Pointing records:
---
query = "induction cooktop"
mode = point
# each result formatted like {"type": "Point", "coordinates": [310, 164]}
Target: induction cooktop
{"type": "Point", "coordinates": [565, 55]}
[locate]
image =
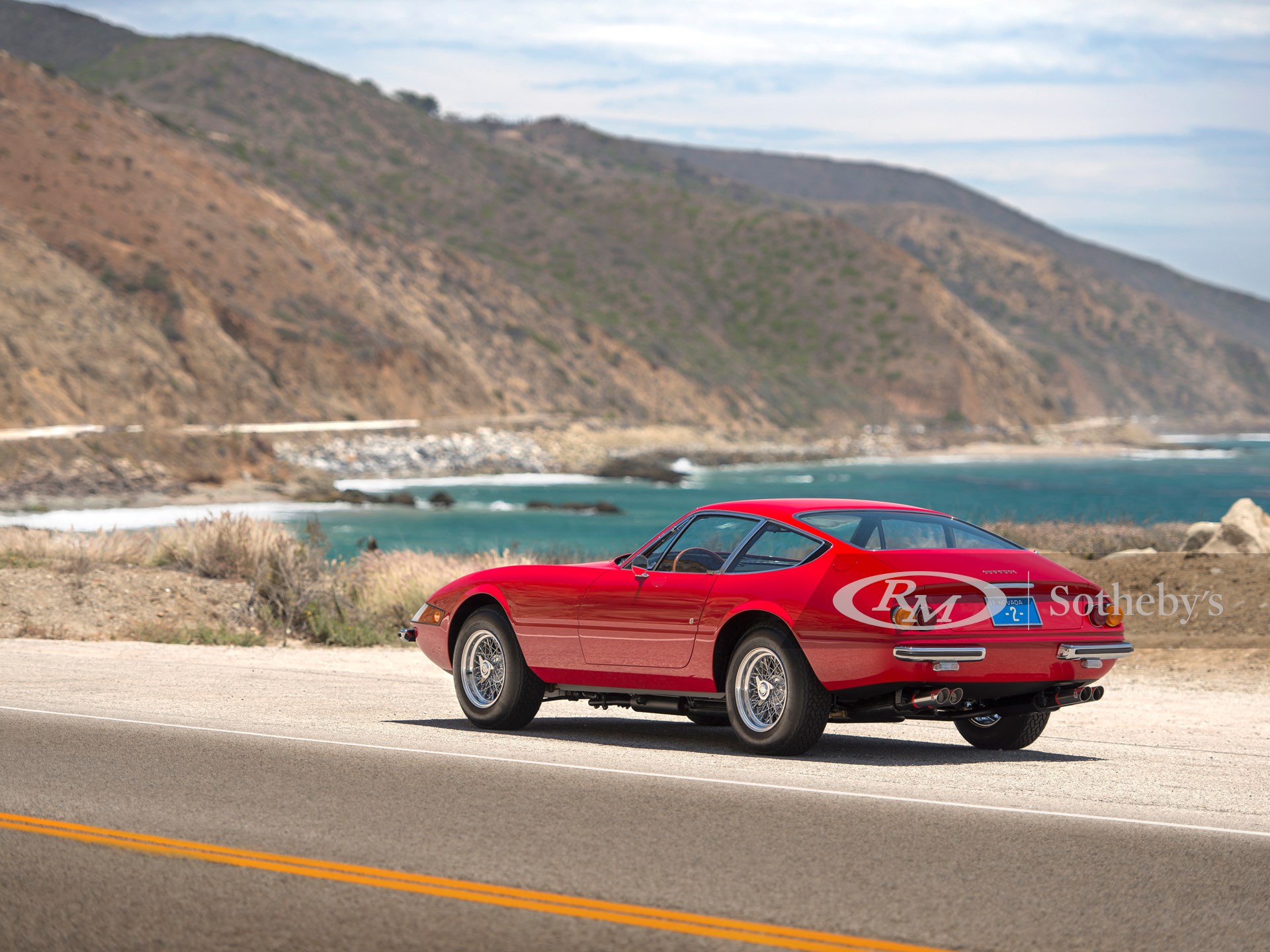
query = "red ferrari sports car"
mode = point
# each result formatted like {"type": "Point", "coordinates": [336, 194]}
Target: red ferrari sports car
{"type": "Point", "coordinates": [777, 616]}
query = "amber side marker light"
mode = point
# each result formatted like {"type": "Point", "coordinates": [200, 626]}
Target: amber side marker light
---
To do. Turn the lines of all the rows above into a numbered list, skipping blank lines and leaving out the pictures.

Response to this task.
1. query = "induction cooktop"
2. mode = point
3. # each result formatted like {"type": "Point", "coordinates": [310, 164]}
4. Target: induction cooktop
5. {"type": "Point", "coordinates": [565, 55]}
6. [locate]
7. image =
8. query = "red ferrari sports car"
9. mode = point
10. # each result formatted like {"type": "Point", "coordinates": [336, 194]}
11. Target: red ferrari sports car
12. {"type": "Point", "coordinates": [777, 616]}
13. query = "amber side marker light"
14. mode = point
15. # each result formatted like {"type": "Point", "coordinates": [200, 626]}
16. Target: amber side marker light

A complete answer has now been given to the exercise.